== Given request ==
Decide whether each statement below agrees with the text on building tables with getACS. For each, answer yes or no and quote the words of the text that decide it.
(a) The function gt_acs() is a wrapper for gt::gt().
(b) The example requests American Community Survey data at the state level.
(c) In the resulting table, Baltimore has a larger population than Prince George's.

One feature of the {getACS}
package is support for
building tables with the {gt}
package. To demonstrate, we
need data for a few different tables from the American Community
Survey:
acs_data <- get_acs_tables(
geography = "county",
state = "MD",
table = c("B01003", "B15003", "B25003"),
quiet = TRUE
)
To start, we can use filter_acs()
to filter one or more
tables from the ACS data frame:
Then, you can use select_acs()
to select the estimate,
percent estimate, name, and column title columns. In this example,
setting column_title_col
and perc_est_cols
to
NULL
drops those columns from the data frame:
pop_tbl_data <- pop_tbl_data |>
select_acs(
.value_col = "estimate",
.name_col = "NAME",
.column_title_col = NULL,
.perc_prefix = NULL
)
The main table building function is gt_acs()
which is a
wrapper for gt::gt()
, gt::cols_label()
,
gt::cols_merge_uncert()
and other {gt}
functions. Based on the predictable structure of ACS data, this function
can merge estimate and margin of error columns, format estimate and
percent estimate columns, and set a source note with a survey and table
attribution.
pop_tbl_data |>
gt_acs(
table = "B01003",
value_label = "Population",
name_label = "County",
perc = FALSE
) |>
fmt_acs_county(
state = "Maryland",
pattern = "(County|), {state}"
)
County | Population |
---|---|
Montgomery | 1,056,910 |
Prince George's | 957,189 |
Baltimore | 850,737 |
Anne Arundel | 588,109 |
Baltimore city | 584,548 |
Source: 2018-2022 ACS 5-year Estimates, Table B01003. |
Additional helpers can support common formatting tasks when working
with American Community Survey data. For example, the function
fmt_acs_county()

== Information supplied ==
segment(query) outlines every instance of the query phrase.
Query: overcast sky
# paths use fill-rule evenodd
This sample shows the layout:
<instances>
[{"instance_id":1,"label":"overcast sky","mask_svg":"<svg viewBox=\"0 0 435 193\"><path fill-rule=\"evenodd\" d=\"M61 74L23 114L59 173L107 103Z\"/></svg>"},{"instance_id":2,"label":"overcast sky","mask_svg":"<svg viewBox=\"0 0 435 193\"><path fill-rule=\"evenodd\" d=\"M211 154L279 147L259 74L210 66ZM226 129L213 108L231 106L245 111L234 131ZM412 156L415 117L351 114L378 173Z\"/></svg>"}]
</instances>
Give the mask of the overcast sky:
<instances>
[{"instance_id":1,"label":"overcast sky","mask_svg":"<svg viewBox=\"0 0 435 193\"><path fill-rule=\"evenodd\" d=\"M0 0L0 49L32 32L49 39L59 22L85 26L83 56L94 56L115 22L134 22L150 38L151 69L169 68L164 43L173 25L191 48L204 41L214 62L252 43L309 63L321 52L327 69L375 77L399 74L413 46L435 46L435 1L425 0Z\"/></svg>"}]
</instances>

== Reply to the task ==
(a) Yes: "wrapper for gt::gt()"
(b) No: "geography = "county""
(c) No: "Prince George's | 957,189" and "Baltimore | 850,737"